# kentucky lake WoW!!!!



## plsplns

Man I just looked at this massive lake on the google maps. Is this the lake you guys go to to get some big fish like cappies and blugills. I wouldn't no where to start it's so huge. !!!! Who goes here, and what do ya fish for?


----------



## norseangler

It's a great lake for bass and crappie, as is Barkley next door. Don't let the size intimidate you -- break it down into a small area you think looks good, then give it your best shot.


----------



## crappiedude

It's a great lake for crappie, bass both smallmouth and largemouth, bluegill, redear and catfish. Like norseanglers said, you just pic a spot and start. I've fished different parts of this lake off and on for the past 18 - 20 years and have done fairly good anywhere we went. Just pic a cove and treat it like a lake and you'd do fine.
Here's a few pics from the past. The last pic is a redear I caught a few years ago. It was a pig.

























I got to say, I love that lake.


----------



## chaunc

I've been taking a spring vacation there for 22 consecutive years now. Got my personal best crappie there 3 years ago. A 17 1/4", 3.1 lb white crappie from Ledbetter bay. I got 5 over 2lbs that day. For the last couple years, we've been going later and fishing for the shellcrackers and bluegills. We got some monster crackers last trip. I've got pics if you want to see them. Not trying to one up CD as i have some nice pics too from that lake.

- **TASK LIST**
- A) Reproduce the entire Kentucky Lake fishing thread word for word.
- B) Rewrite only the records from the line that has "Where can you see the wristband" through the final record line, changing "wristband" to "bracelet" and keeping everything else identical.

- **SUPPLIED INFORMATION**

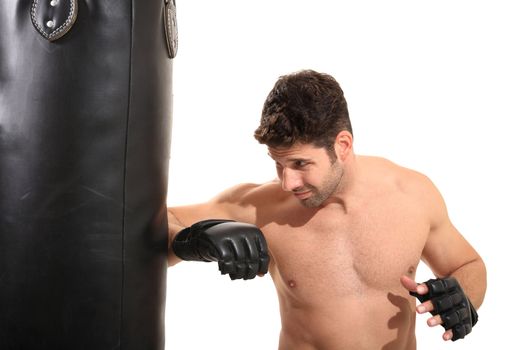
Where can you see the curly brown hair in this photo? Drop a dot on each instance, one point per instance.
(303, 107)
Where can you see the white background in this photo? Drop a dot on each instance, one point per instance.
(437, 86)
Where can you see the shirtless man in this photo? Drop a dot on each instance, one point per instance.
(345, 232)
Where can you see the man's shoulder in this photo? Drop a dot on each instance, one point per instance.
(251, 194)
(402, 177)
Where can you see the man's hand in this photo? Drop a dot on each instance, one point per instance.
(448, 304)
(239, 248)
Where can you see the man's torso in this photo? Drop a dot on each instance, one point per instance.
(337, 269)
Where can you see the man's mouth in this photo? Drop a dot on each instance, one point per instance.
(302, 195)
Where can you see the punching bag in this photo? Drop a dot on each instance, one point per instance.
(85, 125)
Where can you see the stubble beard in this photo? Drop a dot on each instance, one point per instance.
(329, 186)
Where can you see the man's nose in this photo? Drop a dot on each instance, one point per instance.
(290, 180)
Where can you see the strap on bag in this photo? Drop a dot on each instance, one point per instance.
(53, 18)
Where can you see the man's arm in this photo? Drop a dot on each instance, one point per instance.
(449, 254)
(209, 232)
(461, 273)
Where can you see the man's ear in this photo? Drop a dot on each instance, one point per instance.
(343, 144)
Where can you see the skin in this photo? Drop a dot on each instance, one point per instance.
(345, 239)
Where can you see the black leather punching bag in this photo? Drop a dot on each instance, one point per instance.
(85, 125)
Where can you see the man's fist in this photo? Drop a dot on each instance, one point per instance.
(239, 248)
(452, 305)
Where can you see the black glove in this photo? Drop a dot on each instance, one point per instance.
(452, 304)
(239, 248)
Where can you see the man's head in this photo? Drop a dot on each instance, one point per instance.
(306, 126)
(304, 107)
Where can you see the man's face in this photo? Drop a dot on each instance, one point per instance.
(308, 172)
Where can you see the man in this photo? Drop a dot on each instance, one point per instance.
(346, 232)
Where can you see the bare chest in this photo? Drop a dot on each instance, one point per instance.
(334, 254)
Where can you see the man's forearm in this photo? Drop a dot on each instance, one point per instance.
(174, 227)
(473, 280)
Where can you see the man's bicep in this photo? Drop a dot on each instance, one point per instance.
(446, 250)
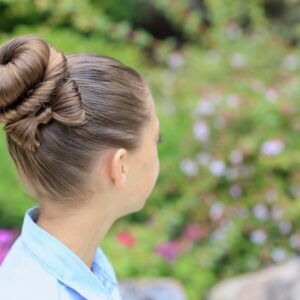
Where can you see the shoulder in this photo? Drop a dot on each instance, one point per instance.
(23, 277)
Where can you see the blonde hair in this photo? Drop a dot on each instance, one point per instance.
(60, 111)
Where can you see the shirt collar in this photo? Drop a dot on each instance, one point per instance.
(63, 263)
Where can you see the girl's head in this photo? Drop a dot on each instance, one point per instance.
(79, 127)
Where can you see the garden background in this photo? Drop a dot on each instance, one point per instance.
(225, 78)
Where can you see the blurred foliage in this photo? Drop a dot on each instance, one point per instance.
(227, 197)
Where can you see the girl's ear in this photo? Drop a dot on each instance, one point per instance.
(117, 167)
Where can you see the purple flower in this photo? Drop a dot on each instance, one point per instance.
(258, 236)
(194, 232)
(216, 211)
(235, 191)
(295, 241)
(272, 147)
(285, 227)
(290, 62)
(278, 254)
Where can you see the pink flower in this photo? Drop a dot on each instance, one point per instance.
(194, 232)
(126, 238)
(168, 250)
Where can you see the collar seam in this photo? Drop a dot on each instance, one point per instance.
(47, 267)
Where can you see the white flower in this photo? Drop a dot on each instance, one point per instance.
(238, 60)
(278, 254)
(189, 167)
(236, 156)
(261, 212)
(217, 167)
(258, 236)
(201, 131)
(272, 147)
(205, 107)
(175, 60)
(216, 211)
(233, 31)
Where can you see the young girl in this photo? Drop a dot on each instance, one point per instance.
(82, 131)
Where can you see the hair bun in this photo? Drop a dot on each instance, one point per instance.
(32, 75)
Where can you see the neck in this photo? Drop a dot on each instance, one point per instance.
(81, 230)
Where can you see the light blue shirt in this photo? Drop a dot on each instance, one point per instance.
(40, 267)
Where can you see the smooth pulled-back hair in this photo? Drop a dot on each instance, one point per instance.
(61, 111)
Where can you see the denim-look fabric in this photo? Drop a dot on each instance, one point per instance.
(40, 267)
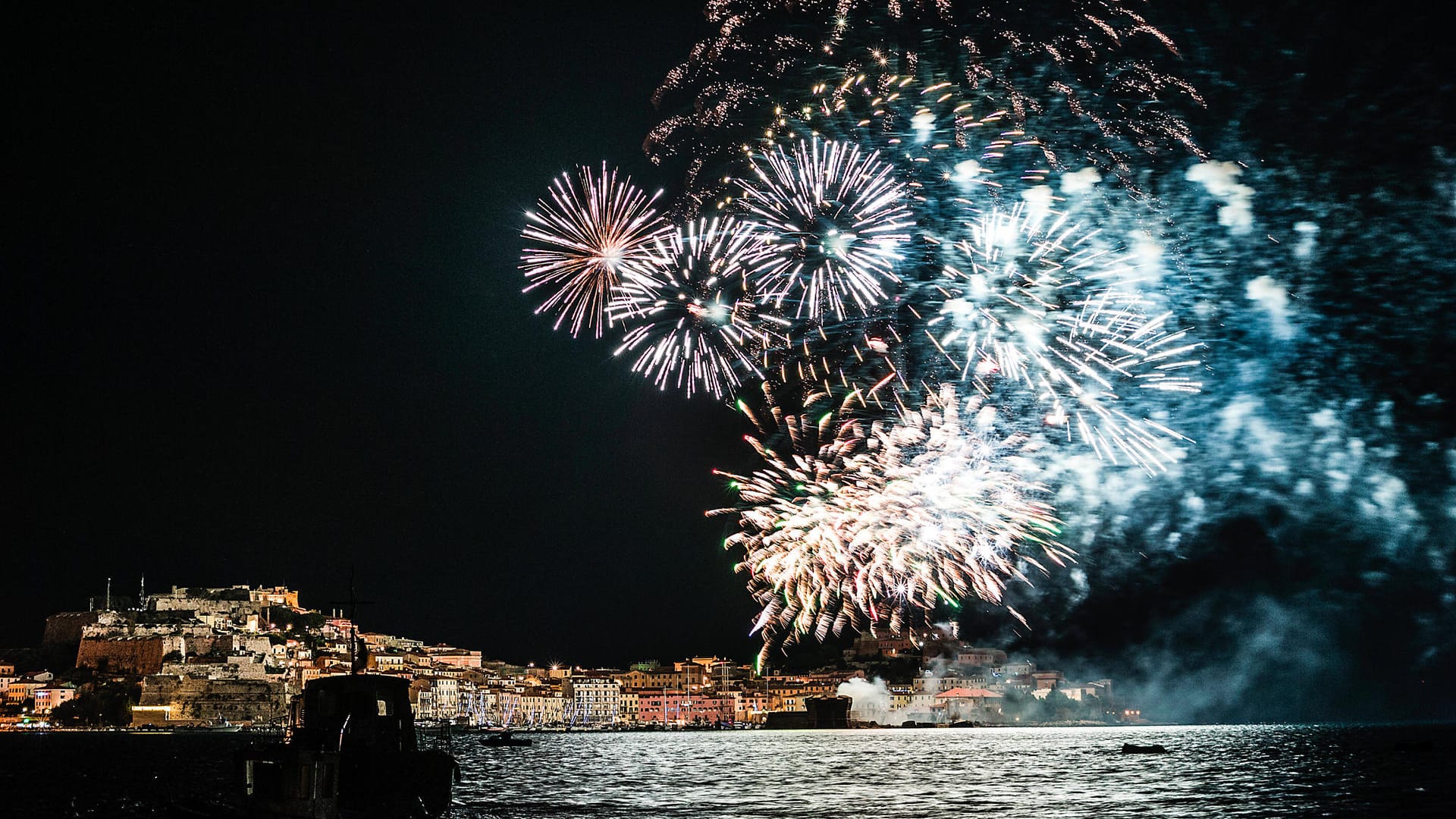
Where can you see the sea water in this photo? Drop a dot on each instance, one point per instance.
(1267, 771)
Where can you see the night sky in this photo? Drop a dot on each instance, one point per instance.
(265, 325)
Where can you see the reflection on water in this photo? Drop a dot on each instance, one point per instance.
(1210, 771)
(965, 773)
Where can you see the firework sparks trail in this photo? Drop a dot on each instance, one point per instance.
(835, 219)
(890, 237)
(1041, 306)
(859, 522)
(593, 229)
(692, 328)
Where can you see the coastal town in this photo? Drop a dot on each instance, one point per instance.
(239, 656)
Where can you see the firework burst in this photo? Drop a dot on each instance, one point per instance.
(1041, 306)
(833, 219)
(877, 522)
(691, 325)
(592, 231)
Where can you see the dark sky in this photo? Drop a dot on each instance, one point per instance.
(264, 324)
(267, 327)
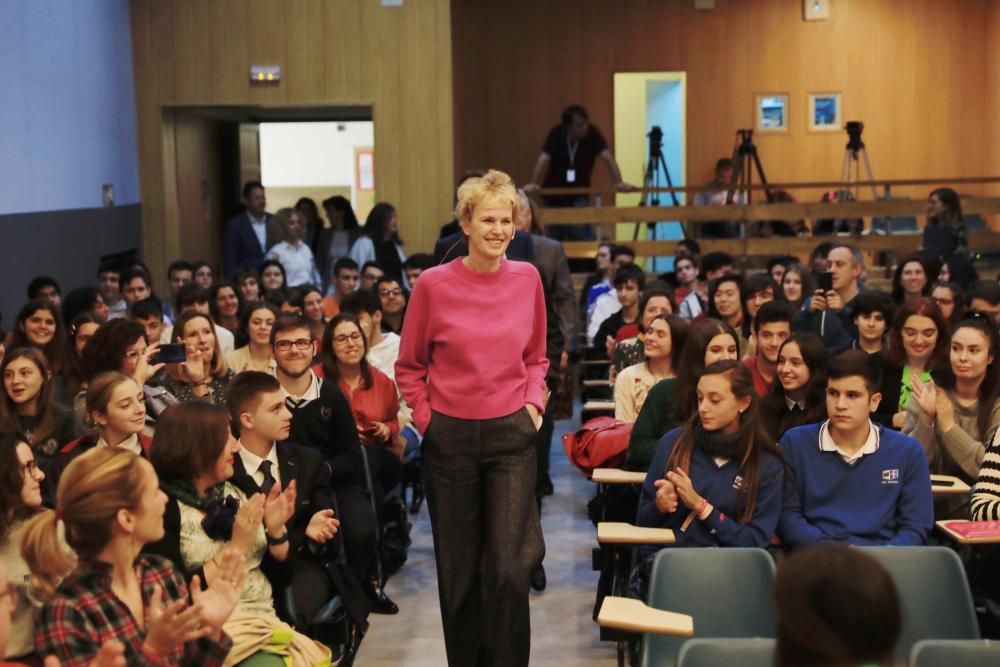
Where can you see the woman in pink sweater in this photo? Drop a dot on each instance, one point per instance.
(472, 367)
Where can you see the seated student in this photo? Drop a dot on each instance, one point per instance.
(724, 304)
(663, 344)
(256, 355)
(20, 499)
(45, 287)
(39, 325)
(950, 298)
(28, 406)
(629, 282)
(799, 395)
(714, 265)
(606, 302)
(918, 348)
(203, 375)
(109, 506)
(116, 413)
(372, 395)
(225, 306)
(851, 480)
(393, 298)
(120, 346)
(344, 283)
(371, 271)
(149, 313)
(669, 402)
(835, 606)
(416, 264)
(772, 324)
(630, 350)
(257, 404)
(984, 296)
(322, 419)
(873, 311)
(193, 297)
(208, 512)
(955, 420)
(716, 481)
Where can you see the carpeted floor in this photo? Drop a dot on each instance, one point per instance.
(562, 632)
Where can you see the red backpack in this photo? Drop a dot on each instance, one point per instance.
(600, 443)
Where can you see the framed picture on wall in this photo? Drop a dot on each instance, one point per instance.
(825, 112)
(771, 112)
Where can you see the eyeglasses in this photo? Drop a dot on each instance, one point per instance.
(302, 344)
(343, 338)
(30, 468)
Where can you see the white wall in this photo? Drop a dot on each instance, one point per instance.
(67, 119)
(310, 154)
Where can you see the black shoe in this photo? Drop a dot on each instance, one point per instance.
(538, 580)
(381, 604)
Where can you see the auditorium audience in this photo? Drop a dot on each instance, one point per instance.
(203, 375)
(379, 241)
(917, 349)
(799, 395)
(109, 506)
(225, 306)
(293, 250)
(663, 345)
(956, 417)
(20, 499)
(851, 480)
(372, 397)
(256, 355)
(835, 606)
(393, 297)
(29, 407)
(322, 419)
(39, 325)
(669, 403)
(873, 311)
(796, 285)
(343, 283)
(717, 480)
(912, 279)
(207, 514)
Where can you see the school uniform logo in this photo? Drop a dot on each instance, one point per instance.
(890, 476)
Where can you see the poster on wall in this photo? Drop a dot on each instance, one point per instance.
(771, 112)
(825, 112)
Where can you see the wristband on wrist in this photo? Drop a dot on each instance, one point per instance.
(275, 541)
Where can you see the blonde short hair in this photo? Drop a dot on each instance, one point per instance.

- **SOLVED TASKS**
- A)
# kentucky lake WoW!!!!



## plsplns

Man I just looked at this massive lake on the google maps. Is this the lake you guys go to to get some big fish like cappies and blugills. I wouldn't no where to start it's so huge. !!!! Who goes here, and what do ya fish for?


----------



## norseangler

It's a great lake for bass and crappie, as is Barkley next door. Don't let the size intimidate you -- break it down into a small area you think looks good, then give it your best shot.


----------



## crappiedude

It's a great lake for crappie, bass both smallmouth and largemouth, bluegill, redear and catfish. Like norseanglers said, you just pic a spot and start. I've fished different parts of this lake off and on for the past 18 - 20 years and have done fairly good anywhere we went. Just pic a cove and treat it like a lake and you'd do fine.
Here's a few pics from the past. The last pic is a redear I caught a few years ago. It was a pig.

























I got to say, I love that lake.


----------



## chaunc

I've been taking a spring vacation there for 22 consecutive years now. Got my personal best crappie there 3 years ago. A 17 1/4", 3.1 lb white crappie from Ledbetter bay. I got 5 over 2lbs that day. For the last couple years, we've been going later and fishing for the shellcrackers and bluegills. We got some monster crackers last trip. I've got pics if you want to see them. Not trying to one up CD as i have some nice pics too from that lake.

- B)
Where can you see the bracelet on wrist in this photo? Drop a dot on each instance, one point per instance.
(275, 541)
Where can you see the blonde short hair in this photo? Drop a dot on each instance, one point per instance.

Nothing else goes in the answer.